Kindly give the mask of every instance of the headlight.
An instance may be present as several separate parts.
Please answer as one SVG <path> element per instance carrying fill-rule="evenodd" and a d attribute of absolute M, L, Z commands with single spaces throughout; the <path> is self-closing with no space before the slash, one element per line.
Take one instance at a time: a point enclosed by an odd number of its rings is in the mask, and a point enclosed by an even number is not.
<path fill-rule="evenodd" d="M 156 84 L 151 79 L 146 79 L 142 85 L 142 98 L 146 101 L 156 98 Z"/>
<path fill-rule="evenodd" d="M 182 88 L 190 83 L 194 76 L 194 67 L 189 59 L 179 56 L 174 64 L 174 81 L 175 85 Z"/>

════════

# What to produce
Transcribe each entry verbatim, leaving none out.

# Result
Kindly give the mask of every instance of the headlight.
An instance may be present as several separate parts.
Please answer as one SVG <path> element per instance carrying fill-rule="evenodd" and a d attribute of absolute M, L, Z commands with single spaces throughout; the <path> is self-closing with no space before the slash, one element per line.
Take one instance at a time: a point enclosed by an odd number of its rings is in the mask, and a point enclosed by an even number is not.
<path fill-rule="evenodd" d="M 156 84 L 151 79 L 146 79 L 142 85 L 142 98 L 146 101 L 156 98 Z"/>
<path fill-rule="evenodd" d="M 182 88 L 190 83 L 194 76 L 194 67 L 189 59 L 179 56 L 174 64 L 174 81 L 175 85 Z"/>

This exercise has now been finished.